*EXERCISE TEXT*:
=-=-=

Among the winners were mobile-payments arms of three telecommunications companies as well as the country’s postal service and the chief executive officer of e-commerce company One97 Communications Ltd., which owns Paytm, a mobile-marketplace and payments company. They and the others granted approval have 18 months to comply with regulatory guidelines before they will be granted licenses, the Reserve Bank of India said.

India’s government has mounted a major campaign to bring more people in the world’s second-most populous country into the formal financial system—opening bank accounts for more than 170 million people since August, according to Prime Minister Narendra Modi.

The Centre for Monitoring Indian Economy estimates that as of December, around 43% of Indians had bank accounts. The central bank’s hope is that payments banks and another new category of financial institution, “small banks,” will help reach poorer Indians, especially in rural areas.

Payments banks, which will be able to accept deposits of around $1,500 from customers, will specialize in tasks such as handling remittances for migrant workers and, as their name suggests, facilitating payments, primarily for low-income households and small businesses.

For mobile-payments companies, a payments-bank license would mean they could operate less like cash-transfer service Western Union and more like a bank.

Sunil Sood, the CEO of Vodafone India, said the approval received Wednesday by the company’s M-Pesa payments unit would allow it to “offer a more comprehensive portfolio of banking and financial products and services, accelerating India’s journey into a cashless economy.”

One97’s Paytm also said a license would help it offer a broader range of financial services, something that could boost its e-commerce business.

“By 2020, we will bring half a billion Indians to the Paytm platform,” said Vijay Shekhar Sharma, One97’s CEO. “We want to be the most dominant financial-services player in the country.”

=-=-=

(Items from a dataset)
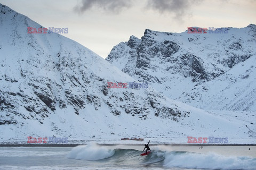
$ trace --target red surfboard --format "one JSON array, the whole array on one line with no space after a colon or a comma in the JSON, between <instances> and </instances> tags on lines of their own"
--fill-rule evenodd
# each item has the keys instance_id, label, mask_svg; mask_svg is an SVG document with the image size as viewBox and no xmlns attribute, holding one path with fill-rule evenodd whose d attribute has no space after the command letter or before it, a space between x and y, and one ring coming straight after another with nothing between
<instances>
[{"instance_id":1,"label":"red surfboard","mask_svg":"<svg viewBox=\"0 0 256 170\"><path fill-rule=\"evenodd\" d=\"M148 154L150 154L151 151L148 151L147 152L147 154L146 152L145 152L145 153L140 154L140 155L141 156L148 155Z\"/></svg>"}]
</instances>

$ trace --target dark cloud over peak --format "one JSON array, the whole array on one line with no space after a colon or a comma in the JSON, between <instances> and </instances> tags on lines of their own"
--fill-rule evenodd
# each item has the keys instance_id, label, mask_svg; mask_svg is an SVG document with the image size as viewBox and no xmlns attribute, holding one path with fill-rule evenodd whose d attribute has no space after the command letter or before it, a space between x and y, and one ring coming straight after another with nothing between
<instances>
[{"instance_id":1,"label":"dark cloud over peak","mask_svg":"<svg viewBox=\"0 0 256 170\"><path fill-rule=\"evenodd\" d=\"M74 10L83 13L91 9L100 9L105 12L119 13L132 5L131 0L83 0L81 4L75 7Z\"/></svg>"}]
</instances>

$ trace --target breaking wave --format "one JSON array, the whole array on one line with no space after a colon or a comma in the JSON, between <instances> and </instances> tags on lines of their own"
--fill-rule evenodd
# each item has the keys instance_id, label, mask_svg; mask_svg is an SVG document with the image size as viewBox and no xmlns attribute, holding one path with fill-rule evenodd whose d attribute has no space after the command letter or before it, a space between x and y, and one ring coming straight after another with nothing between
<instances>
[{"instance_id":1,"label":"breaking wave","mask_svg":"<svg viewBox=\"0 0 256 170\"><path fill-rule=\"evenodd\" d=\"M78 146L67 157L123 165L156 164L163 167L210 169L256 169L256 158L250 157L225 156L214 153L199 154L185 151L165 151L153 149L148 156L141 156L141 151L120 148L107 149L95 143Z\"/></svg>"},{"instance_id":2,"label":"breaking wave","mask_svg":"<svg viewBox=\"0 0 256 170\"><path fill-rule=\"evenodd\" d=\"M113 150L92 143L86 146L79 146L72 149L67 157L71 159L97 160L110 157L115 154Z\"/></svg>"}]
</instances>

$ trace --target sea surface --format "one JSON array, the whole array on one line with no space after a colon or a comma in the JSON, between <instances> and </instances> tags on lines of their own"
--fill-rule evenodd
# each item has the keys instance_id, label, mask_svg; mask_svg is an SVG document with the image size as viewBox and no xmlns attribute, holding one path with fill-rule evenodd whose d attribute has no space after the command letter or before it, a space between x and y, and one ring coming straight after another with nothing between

=-=-=

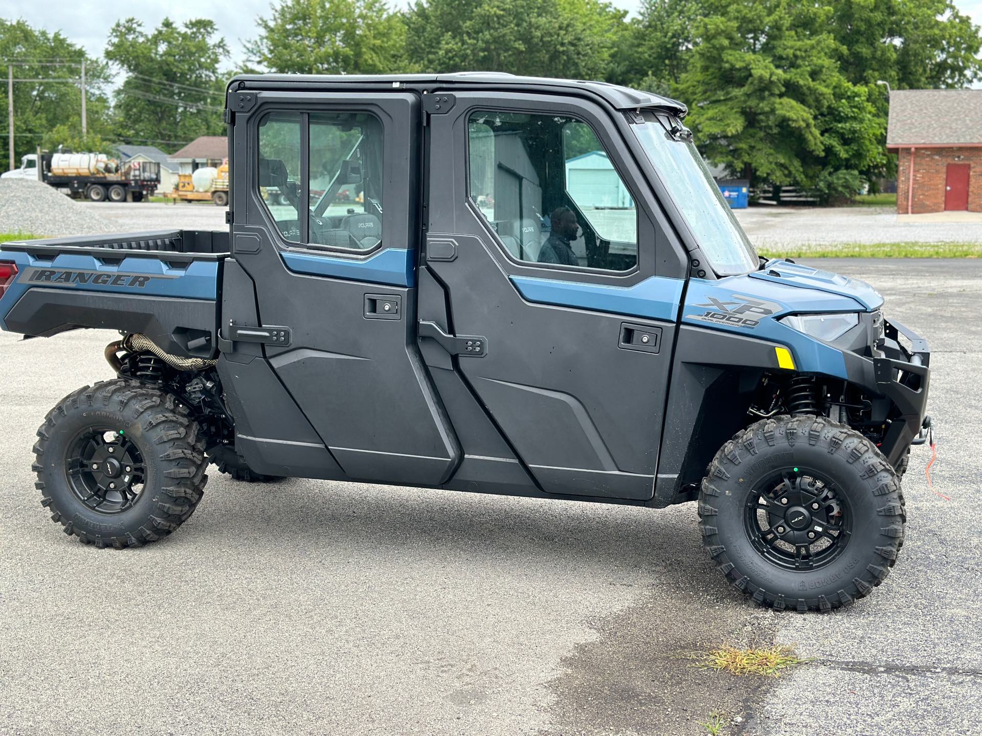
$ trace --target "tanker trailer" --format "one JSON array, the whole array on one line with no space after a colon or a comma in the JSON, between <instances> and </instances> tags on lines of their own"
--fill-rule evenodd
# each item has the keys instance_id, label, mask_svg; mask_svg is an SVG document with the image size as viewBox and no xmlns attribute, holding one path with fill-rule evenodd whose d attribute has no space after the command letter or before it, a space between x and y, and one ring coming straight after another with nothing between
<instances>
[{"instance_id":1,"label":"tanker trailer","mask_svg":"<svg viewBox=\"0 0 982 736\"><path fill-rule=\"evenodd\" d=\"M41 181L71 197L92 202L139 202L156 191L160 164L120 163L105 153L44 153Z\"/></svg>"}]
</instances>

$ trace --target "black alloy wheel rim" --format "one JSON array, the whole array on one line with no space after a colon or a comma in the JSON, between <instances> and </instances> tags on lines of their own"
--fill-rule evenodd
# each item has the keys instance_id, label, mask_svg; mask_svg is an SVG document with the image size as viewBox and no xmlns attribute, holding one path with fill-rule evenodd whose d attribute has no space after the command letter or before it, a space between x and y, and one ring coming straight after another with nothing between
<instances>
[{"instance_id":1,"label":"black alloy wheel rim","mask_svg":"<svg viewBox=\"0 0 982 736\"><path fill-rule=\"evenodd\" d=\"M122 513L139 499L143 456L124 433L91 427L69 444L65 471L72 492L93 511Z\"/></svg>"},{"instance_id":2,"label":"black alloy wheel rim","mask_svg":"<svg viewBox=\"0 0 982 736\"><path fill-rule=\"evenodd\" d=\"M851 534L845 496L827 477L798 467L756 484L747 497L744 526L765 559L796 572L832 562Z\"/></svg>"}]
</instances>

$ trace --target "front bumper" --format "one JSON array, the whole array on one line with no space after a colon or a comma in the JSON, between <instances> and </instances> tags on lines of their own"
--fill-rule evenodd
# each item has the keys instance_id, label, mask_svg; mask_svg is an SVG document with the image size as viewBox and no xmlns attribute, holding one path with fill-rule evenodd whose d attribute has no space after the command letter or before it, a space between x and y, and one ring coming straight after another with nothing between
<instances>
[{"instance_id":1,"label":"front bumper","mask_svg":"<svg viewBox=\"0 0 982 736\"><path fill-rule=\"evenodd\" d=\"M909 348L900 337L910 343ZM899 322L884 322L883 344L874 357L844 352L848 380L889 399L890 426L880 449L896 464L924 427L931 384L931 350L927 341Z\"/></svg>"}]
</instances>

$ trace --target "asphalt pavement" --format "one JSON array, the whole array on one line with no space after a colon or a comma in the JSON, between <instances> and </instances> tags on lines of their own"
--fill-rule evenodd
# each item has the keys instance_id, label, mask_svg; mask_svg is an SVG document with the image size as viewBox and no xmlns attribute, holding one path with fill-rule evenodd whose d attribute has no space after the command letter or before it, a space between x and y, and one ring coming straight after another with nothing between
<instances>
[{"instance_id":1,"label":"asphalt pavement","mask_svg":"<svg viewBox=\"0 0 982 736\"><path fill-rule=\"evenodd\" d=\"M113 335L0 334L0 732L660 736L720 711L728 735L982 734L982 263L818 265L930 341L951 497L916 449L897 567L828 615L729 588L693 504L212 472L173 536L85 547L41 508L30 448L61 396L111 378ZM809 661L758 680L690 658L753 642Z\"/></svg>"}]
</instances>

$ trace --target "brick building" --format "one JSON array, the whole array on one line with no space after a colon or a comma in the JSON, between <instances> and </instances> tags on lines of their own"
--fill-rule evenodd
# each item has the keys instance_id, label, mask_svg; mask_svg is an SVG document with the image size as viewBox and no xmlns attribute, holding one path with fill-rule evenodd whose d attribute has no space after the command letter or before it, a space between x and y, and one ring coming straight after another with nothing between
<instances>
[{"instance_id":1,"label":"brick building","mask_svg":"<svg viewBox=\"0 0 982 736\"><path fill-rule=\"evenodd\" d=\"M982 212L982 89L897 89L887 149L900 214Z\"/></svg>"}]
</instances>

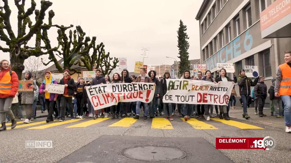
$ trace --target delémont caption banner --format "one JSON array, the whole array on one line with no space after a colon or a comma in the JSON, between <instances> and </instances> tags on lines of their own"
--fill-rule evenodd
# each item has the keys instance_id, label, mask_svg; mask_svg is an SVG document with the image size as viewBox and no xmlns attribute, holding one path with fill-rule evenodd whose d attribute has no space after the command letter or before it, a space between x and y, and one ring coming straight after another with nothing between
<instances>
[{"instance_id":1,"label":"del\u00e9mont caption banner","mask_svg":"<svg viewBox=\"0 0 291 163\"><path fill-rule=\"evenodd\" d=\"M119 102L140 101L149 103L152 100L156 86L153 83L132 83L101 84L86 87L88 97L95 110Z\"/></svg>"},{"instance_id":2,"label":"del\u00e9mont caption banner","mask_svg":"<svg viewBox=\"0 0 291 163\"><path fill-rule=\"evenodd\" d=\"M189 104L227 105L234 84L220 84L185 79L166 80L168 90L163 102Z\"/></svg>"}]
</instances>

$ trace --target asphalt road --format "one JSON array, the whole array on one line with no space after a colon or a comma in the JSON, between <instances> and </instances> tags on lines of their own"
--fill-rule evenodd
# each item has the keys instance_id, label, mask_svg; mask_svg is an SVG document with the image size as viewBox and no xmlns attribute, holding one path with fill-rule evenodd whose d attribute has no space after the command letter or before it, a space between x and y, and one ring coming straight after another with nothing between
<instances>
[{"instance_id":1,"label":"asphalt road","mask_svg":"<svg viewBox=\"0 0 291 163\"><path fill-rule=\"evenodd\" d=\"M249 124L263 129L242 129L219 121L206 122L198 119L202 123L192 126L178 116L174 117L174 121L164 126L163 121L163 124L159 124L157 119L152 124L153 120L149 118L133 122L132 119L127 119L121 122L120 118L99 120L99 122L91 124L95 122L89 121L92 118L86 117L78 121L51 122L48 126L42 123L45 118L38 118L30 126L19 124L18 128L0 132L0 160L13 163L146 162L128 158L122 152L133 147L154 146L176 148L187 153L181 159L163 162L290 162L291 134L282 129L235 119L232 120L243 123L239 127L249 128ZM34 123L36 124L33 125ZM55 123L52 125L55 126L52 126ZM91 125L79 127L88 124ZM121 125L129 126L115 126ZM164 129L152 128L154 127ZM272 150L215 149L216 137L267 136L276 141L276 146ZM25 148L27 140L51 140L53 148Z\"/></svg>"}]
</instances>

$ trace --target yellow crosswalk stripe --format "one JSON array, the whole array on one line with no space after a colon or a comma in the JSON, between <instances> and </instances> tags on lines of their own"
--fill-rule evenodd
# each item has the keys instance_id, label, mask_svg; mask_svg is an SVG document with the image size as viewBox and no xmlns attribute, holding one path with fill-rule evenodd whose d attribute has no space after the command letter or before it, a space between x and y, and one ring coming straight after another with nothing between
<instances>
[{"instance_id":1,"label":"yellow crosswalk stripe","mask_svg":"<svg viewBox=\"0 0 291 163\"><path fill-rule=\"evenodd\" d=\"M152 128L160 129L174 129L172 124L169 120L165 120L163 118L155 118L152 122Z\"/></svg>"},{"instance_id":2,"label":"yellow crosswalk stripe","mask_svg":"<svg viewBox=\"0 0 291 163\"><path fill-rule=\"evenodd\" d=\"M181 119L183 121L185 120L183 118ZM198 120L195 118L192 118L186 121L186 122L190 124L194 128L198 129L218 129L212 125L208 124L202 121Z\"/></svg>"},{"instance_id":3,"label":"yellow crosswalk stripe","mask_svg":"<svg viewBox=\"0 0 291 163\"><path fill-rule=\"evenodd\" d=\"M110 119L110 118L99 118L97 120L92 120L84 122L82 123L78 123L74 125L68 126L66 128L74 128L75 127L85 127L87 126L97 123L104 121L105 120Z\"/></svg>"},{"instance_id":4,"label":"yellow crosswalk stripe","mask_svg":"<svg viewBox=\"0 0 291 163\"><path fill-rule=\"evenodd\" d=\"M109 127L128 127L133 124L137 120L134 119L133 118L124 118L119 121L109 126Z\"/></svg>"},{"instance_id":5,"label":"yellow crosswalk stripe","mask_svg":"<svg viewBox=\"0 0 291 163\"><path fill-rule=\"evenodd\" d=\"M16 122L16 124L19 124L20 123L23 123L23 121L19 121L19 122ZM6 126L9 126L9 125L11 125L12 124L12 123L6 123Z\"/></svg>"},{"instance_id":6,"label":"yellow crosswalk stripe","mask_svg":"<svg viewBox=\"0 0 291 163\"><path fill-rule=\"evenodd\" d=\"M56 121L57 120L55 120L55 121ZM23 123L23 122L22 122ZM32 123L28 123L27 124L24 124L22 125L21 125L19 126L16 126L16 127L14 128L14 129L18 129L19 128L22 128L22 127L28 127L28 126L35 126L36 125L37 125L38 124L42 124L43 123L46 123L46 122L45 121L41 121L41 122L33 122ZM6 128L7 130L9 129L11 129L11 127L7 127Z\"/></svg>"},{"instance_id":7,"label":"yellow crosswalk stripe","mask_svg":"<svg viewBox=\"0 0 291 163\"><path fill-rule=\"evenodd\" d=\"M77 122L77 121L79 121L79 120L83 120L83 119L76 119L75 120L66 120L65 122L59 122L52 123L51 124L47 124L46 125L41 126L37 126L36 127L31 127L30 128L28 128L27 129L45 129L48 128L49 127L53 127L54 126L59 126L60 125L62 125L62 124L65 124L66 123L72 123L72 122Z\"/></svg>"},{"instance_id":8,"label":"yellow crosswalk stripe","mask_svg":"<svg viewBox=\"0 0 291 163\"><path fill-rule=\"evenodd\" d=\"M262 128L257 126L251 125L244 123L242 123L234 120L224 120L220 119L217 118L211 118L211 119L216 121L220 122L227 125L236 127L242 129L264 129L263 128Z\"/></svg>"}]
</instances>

=-=-=

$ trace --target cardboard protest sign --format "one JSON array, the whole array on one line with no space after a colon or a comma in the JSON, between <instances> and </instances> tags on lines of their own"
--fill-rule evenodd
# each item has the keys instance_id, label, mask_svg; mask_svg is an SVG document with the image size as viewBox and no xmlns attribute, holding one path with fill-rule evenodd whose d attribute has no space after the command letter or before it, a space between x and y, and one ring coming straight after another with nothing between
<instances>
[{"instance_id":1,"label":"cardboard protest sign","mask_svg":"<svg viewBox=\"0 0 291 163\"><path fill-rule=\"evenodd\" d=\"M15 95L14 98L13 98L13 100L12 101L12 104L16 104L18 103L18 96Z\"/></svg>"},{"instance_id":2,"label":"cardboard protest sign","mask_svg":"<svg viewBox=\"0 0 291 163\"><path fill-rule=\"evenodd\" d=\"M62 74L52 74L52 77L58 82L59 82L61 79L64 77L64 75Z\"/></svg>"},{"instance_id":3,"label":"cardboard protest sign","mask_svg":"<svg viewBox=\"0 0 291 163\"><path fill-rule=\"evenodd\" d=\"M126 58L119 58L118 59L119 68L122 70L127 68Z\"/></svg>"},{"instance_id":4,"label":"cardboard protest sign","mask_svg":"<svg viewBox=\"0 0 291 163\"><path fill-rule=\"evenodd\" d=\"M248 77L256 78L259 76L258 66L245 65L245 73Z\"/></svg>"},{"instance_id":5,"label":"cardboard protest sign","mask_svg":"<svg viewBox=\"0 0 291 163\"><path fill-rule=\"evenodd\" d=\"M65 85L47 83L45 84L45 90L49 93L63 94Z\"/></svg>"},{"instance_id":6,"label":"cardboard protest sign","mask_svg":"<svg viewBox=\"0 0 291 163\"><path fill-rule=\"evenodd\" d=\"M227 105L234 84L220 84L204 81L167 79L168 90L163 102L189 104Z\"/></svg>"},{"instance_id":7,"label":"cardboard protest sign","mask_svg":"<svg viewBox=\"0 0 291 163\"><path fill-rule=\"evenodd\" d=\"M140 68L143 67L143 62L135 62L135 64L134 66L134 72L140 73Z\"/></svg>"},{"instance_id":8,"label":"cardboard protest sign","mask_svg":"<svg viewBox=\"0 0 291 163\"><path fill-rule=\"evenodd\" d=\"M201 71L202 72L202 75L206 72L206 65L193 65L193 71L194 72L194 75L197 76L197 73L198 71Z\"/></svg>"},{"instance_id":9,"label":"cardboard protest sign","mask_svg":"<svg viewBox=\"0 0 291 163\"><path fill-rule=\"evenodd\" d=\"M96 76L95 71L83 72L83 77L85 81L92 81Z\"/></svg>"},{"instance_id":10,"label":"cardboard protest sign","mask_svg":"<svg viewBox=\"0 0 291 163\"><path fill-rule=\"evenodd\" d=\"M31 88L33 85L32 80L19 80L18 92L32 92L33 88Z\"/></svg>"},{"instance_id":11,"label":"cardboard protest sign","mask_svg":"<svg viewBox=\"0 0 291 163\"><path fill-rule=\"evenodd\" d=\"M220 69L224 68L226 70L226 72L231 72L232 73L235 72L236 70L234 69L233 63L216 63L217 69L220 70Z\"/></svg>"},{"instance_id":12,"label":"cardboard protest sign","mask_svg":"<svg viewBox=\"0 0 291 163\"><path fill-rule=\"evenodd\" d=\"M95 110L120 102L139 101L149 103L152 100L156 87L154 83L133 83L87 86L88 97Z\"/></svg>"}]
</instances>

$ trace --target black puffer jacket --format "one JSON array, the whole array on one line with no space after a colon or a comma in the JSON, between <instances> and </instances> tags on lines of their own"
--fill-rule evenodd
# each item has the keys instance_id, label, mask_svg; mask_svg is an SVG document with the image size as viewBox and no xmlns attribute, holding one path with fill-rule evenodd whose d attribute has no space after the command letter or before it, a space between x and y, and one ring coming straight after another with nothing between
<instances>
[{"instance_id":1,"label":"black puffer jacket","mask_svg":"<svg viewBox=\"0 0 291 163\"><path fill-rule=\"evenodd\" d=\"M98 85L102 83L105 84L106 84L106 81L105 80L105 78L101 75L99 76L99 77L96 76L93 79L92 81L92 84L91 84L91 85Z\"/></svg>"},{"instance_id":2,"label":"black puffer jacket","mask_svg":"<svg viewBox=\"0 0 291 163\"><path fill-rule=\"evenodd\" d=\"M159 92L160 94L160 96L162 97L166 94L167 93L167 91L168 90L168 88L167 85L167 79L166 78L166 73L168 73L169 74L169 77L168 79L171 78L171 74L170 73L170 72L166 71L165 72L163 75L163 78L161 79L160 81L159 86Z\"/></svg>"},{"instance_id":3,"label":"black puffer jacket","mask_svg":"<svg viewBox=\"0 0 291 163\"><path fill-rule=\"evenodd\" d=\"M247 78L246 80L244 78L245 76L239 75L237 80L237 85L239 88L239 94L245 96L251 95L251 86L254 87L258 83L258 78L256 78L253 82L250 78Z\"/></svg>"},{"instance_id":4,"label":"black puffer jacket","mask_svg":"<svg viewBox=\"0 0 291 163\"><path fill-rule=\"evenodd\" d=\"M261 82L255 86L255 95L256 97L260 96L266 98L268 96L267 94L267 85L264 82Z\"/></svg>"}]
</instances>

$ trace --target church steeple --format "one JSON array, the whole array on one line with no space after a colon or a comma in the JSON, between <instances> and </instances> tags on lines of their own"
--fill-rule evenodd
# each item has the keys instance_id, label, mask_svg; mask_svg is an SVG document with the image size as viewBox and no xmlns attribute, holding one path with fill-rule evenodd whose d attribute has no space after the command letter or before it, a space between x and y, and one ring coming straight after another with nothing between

=-=-=

*EXERCISE REQUIREMENTS*: In the text on India's payments banks, how long do the approved applicants have to comply with regulatory guidelines before they are granted licenses? The lines aren't needed for this.

*SOLUTION TO THE EXERCISE*: 18 months.